→ INSTRUCTION: Pictures stay out of your copy, but everything else in the records below must be repeated exactly.
[START RECORD EXTRACTS]
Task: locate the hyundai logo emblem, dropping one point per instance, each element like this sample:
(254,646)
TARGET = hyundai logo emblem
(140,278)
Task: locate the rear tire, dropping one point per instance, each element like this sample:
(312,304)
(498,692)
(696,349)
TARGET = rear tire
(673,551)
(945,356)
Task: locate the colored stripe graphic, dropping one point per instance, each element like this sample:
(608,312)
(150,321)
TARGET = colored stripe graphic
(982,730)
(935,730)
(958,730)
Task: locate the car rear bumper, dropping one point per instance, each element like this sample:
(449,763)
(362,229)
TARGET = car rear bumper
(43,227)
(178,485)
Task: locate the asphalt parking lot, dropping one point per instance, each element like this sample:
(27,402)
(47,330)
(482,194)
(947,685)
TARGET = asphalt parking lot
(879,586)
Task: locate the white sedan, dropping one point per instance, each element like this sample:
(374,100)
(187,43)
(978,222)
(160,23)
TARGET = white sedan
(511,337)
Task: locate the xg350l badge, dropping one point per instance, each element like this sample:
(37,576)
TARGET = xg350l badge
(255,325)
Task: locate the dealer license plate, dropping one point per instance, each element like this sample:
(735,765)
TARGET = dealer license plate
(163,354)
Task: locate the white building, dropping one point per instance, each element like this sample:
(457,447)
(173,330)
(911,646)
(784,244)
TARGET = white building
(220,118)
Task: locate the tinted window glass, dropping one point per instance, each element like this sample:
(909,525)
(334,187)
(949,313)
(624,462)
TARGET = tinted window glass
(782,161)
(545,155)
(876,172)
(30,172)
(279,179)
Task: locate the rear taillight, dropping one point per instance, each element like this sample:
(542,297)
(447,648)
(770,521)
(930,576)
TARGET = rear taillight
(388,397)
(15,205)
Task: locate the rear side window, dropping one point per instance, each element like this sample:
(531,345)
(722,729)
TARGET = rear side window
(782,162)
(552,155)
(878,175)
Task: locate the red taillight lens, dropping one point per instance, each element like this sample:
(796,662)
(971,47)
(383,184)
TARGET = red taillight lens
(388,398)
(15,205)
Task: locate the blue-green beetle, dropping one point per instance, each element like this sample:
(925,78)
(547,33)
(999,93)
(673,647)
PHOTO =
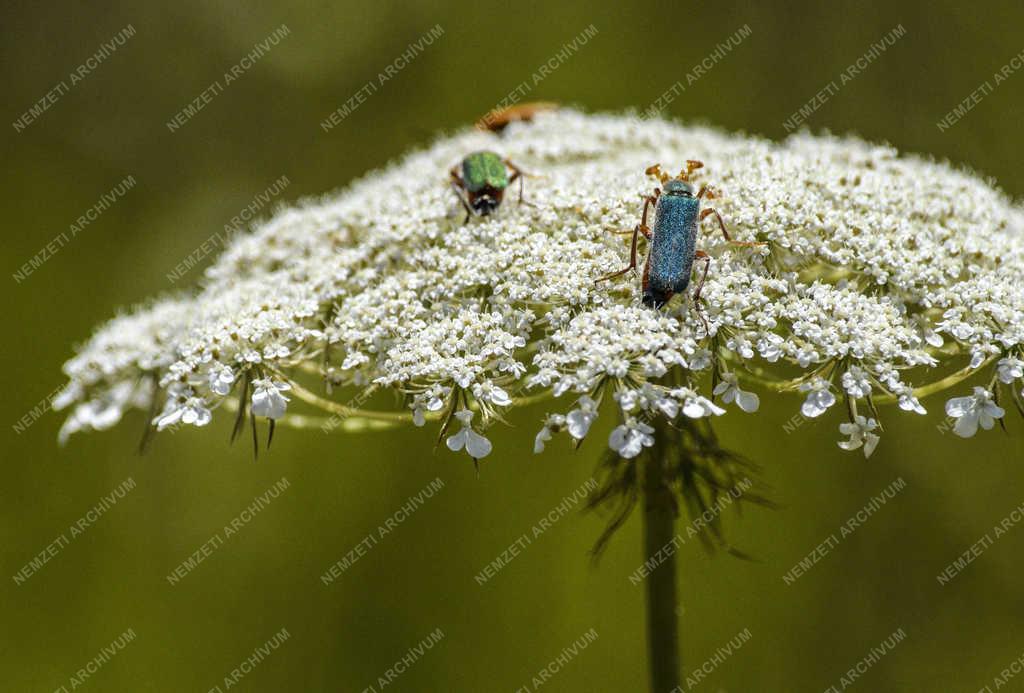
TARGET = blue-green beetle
(674,239)
(483,178)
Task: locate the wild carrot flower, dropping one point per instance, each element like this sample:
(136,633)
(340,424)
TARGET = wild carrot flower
(883,278)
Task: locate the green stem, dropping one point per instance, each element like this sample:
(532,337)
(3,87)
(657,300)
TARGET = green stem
(658,531)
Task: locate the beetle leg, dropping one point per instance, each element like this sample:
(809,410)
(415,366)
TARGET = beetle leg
[END RECORD EXTRACTS]
→ TASK ANSWER:
Task: locate the hyundai logo emblem, dropping one point per instance, each element like this sample:
(254,646)
TARGET = hyundai logo emblem
(140,278)
Task: locate the rear tire, dropping one point per instance, each element like this sample:
(312,304)
(498,692)
(696,349)
TARGET = rear tire
(673,551)
(945,356)
Task: locate the colored stripe graphic, dropping one point per instance, each element like this sample:
(608,312)
(150,321)
TARGET = colored stripe graphic
(982,730)
(935,730)
(958,730)
Task: locate the car rear bumper, dropping one point per instance, each element like this sample:
(449,763)
(362,229)
TARGET = car rear bumper
(43,227)
(178,485)
Task: locate the asphalt parking lot, dropping one point per instance, each element like this sample:
(27,402)
(47,330)
(482,194)
(947,685)
TARGET = asphalt parking lot
(879,586)
Task: locate the white sedan, dropping one point per instance, each element like this sample:
(374,100)
(187,43)
(978,222)
(160,23)
TARGET = white sedan
(511,337)
Task: locate the xg350l badge, dropping one point per instance, each element like this sample:
(37,576)
TARGET = xg350l badge
(255,325)
Task: locate the dealer license plate, dropping one point per instance, each element like this sample:
(735,765)
TARGET = dealer license plate
(163,354)
Task: locate the white building, dropping one point per instance, each element like this sample:
(457,447)
(173,330)
(911,646)
(784,244)
TARGET = white building
(220,118)
Task: locate the tinted window glass, dropping one point per instance, each element like this sample:
(909,525)
(334,187)
(949,313)
(624,462)
TARGET = tinted window glass
(782,161)
(545,155)
(876,172)
(30,172)
(279,179)
Task: locate the rear taillight, dropping one point per instance, each element like this sample:
(542,297)
(447,648)
(770,521)
(930,576)
TARGET = rear taillight
(388,397)
(15,205)
Task: locate the rear side window, dropping one point per instance, each element like this sample:
(531,345)
(722,729)
TARGET = rear side window
(782,162)
(552,155)
(878,175)
Task: locate the red taillight lens, dropping one point per instance, each element like this sample:
(796,662)
(971,47)
(383,184)
TARGET = red taillight lens
(388,398)
(15,205)
Task: locate the blue-green beetle, dropping one point per instance, each element like this sample:
(925,78)
(547,33)
(999,93)
(673,647)
PHOTO =
TARGET = blue-green beetle
(674,239)
(483,178)
Task: locate the wild carrot flower, dropping one point per instance, each element like this sample:
(136,633)
(340,424)
TARGET = wild carrot flower
(883,278)
Task: locate the green stem, dropping one point per instance, each element like this sample:
(532,337)
(3,87)
(657,300)
TARGET = green stem
(658,531)
Task: locate the beetle leg, dropping one point per instance, each element like this sample:
(809,410)
(415,366)
TARGET = beetle leg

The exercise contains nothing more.